◆ Requirements
Reproduce every entry below precisely; do not include the pictures.

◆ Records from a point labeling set

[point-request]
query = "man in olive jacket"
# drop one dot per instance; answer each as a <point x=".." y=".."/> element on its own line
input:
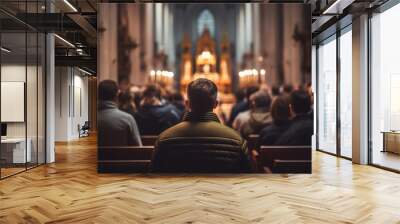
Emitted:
<point x="200" y="143"/>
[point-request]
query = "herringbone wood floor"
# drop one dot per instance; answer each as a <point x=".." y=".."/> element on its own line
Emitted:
<point x="71" y="191"/>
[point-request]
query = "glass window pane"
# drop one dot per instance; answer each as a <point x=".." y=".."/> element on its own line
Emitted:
<point x="385" y="84"/>
<point x="327" y="96"/>
<point x="346" y="94"/>
<point x="14" y="153"/>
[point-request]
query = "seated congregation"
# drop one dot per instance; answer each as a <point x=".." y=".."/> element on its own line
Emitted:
<point x="153" y="130"/>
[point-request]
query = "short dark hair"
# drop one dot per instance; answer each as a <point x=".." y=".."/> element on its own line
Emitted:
<point x="261" y="99"/>
<point x="152" y="91"/>
<point x="240" y="95"/>
<point x="280" y="111"/>
<point x="288" y="88"/>
<point x="202" y="94"/>
<point x="275" y="91"/>
<point x="301" y="102"/>
<point x="108" y="90"/>
<point x="250" y="90"/>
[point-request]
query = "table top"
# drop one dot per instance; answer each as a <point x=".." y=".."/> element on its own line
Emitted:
<point x="391" y="132"/>
<point x="13" y="140"/>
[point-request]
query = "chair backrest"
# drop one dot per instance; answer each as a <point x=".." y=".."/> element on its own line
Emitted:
<point x="200" y="155"/>
<point x="286" y="159"/>
<point x="252" y="142"/>
<point x="124" y="159"/>
<point x="149" y="140"/>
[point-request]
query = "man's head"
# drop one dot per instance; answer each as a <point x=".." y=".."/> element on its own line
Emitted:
<point x="152" y="91"/>
<point x="108" y="90"/>
<point x="260" y="99"/>
<point x="202" y="95"/>
<point x="250" y="90"/>
<point x="288" y="88"/>
<point x="300" y="102"/>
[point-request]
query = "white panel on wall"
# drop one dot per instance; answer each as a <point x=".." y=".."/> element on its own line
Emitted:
<point x="12" y="101"/>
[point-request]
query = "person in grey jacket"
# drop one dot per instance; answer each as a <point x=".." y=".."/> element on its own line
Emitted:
<point x="115" y="127"/>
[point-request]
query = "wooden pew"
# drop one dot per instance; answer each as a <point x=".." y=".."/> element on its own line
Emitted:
<point x="283" y="159"/>
<point x="124" y="159"/>
<point x="149" y="140"/>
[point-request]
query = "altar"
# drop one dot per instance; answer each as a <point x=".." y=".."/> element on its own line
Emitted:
<point x="206" y="63"/>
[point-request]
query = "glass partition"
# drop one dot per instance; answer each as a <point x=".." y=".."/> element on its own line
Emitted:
<point x="385" y="89"/>
<point x="327" y="95"/>
<point x="22" y="88"/>
<point x="346" y="95"/>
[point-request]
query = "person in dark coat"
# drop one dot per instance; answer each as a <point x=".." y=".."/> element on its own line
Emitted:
<point x="280" y="113"/>
<point x="302" y="127"/>
<point x="115" y="127"/>
<point x="242" y="104"/>
<point x="126" y="102"/>
<point x="201" y="143"/>
<point x="155" y="116"/>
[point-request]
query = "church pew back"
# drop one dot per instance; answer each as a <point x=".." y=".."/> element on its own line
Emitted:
<point x="124" y="159"/>
<point x="149" y="140"/>
<point x="285" y="159"/>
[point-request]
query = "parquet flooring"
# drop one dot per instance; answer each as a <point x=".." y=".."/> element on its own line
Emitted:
<point x="71" y="191"/>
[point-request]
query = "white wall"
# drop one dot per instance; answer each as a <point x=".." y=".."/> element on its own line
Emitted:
<point x="71" y="103"/>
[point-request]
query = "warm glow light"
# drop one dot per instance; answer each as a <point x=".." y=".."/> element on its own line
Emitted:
<point x="70" y="5"/>
<point x="64" y="40"/>
<point x="5" y="50"/>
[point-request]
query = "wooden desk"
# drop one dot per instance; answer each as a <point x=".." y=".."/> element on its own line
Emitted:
<point x="13" y="150"/>
<point x="391" y="141"/>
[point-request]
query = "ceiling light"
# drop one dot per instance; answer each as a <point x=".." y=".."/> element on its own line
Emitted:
<point x="70" y="5"/>
<point x="84" y="71"/>
<point x="65" y="41"/>
<point x="5" y="50"/>
<point x="337" y="7"/>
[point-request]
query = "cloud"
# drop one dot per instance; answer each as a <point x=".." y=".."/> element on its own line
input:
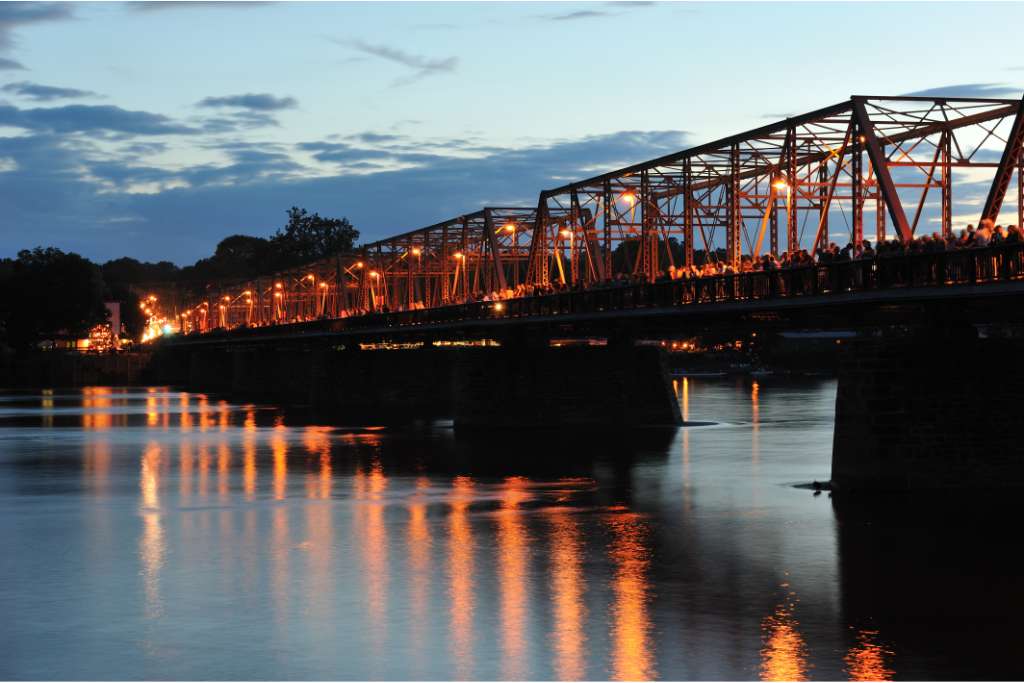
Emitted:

◆ Task output
[point-request]
query = "man in olive jacket"
# drop one dot per instance; answer each as a <point x=".." y=".."/> element on its own line
input:
Emitted:
<point x="200" y="143"/>
[point-request]
query = "herringbone wood floor"
# drop one dot per instance; answer each as a <point x=".." y=".."/> element on its own line
Emitted:
<point x="71" y="191"/>
[point-request]
query = "glass window pane"
# drop one dot per instance; answer each as a <point x=".." y=".."/> element on its own line
Emitted:
<point x="385" y="84"/>
<point x="327" y="96"/>
<point x="346" y="94"/>
<point x="14" y="153"/>
[point-request]
query = "seated congregation"
# drop one dot per instance; answer each as a <point x=".." y=".."/> element on its own line
Emitted:
<point x="153" y="130"/>
[point-request]
query = "short dark hair"
# drop one dot per instance; answer each as a <point x=".." y=".."/> element on its own line
Emitted:
<point x="261" y="99"/>
<point x="152" y="91"/>
<point x="240" y="95"/>
<point x="280" y="111"/>
<point x="288" y="88"/>
<point x="202" y="94"/>
<point x="275" y="91"/>
<point x="301" y="102"/>
<point x="108" y="90"/>
<point x="250" y="90"/>
[point-request]
query = "table top"
# drop one dot per instance; answer each as a <point x=".." y=".."/> element on its own line
Emitted:
<point x="391" y="132"/>
<point x="13" y="140"/>
[point-request]
query = "chair backrest"
# drop one dot per instance; answer each as a <point x=".." y=".."/> element on its own line
Emitted:
<point x="200" y="155"/>
<point x="286" y="159"/>
<point x="252" y="142"/>
<point x="124" y="159"/>
<point x="149" y="140"/>
[point-request]
query = "man's head"
# drop one dot per instance; answer each as a <point x=".." y=".."/> element on its own line
Emitted:
<point x="152" y="91"/>
<point x="108" y="90"/>
<point x="260" y="99"/>
<point x="202" y="95"/>
<point x="250" y="90"/>
<point x="288" y="88"/>
<point x="300" y="102"/>
[point-request]
query = "white panel on wall"
# drop one dot per instance; answer each as a <point x=".." y=".."/> element on its own line
Emitted:
<point x="12" y="101"/>
[point-request]
query = "person in grey jacket"
# drop one dot per instance; answer each as a <point x=".." y=".."/> element on its own line
Emitted:
<point x="115" y="127"/>
[point-request]
query = "wooden pew"
# drop one dot per instance; answer each as a <point x=".." y=".."/> element on its own line
Emitted:
<point x="283" y="159"/>
<point x="124" y="159"/>
<point x="149" y="140"/>
[point-request]
query = "altar"
# drop one dot per instance; answer each as a <point x=".." y=".."/> element on its own line
Emitted:
<point x="206" y="63"/>
[point-request]
query = "glass partition"
# drop one dot per instance; answer each as a <point x=".." y=".."/> element on its own line
Emitted:
<point x="385" y="89"/>
<point x="327" y="95"/>
<point x="22" y="88"/>
<point x="346" y="95"/>
[point-request]
query = "person in dark coat"
# drop one dot per instance; answer each as a <point x=".." y=".."/> element on its own line
Emitted:
<point x="280" y="113"/>
<point x="302" y="127"/>
<point x="115" y="127"/>
<point x="242" y="104"/>
<point x="126" y="102"/>
<point x="201" y="143"/>
<point x="155" y="116"/>
[point-request]
query = "church pew back"
# drop one dot per instance; answer each as a <point x=".." y=".."/> element on its own line
Emitted:
<point x="124" y="159"/>
<point x="149" y="140"/>
<point x="285" y="159"/>
[point-request]
query = "parquet flooring"
# drop one dot per instance; answer each as a <point x=".." y=".."/> element on its own line
Emitted:
<point x="71" y="191"/>
[point-request]
query = "white wall"
# drop one dot per instance; answer each as a <point x=".." y=".."/> element on its own line
Emitted:
<point x="71" y="103"/>
[point-request]
query = "warm glow light"
# drop one dot per instance; answer each as a <point x=".." y=".."/> element on its own line
Emitted:
<point x="70" y="5"/>
<point x="64" y="40"/>
<point x="5" y="50"/>
[point-request]
query = "wooden desk"
# drop one dot per instance; answer each as a <point x=".." y=".."/> element on its own line
Emitted:
<point x="13" y="150"/>
<point x="391" y="141"/>
[point-request]
query = "ceiling light"
# drop one dot per instance; answer each as a <point x=".." y=".."/> element on its own line
Emitted:
<point x="70" y="5"/>
<point x="84" y="71"/>
<point x="65" y="41"/>
<point x="5" y="50"/>
<point x="337" y="7"/>
[point-request]
query = "cloud"
# drop one dot per instance; answer each as a <point x=".." y=".."/> element on its own line
input:
Emitted:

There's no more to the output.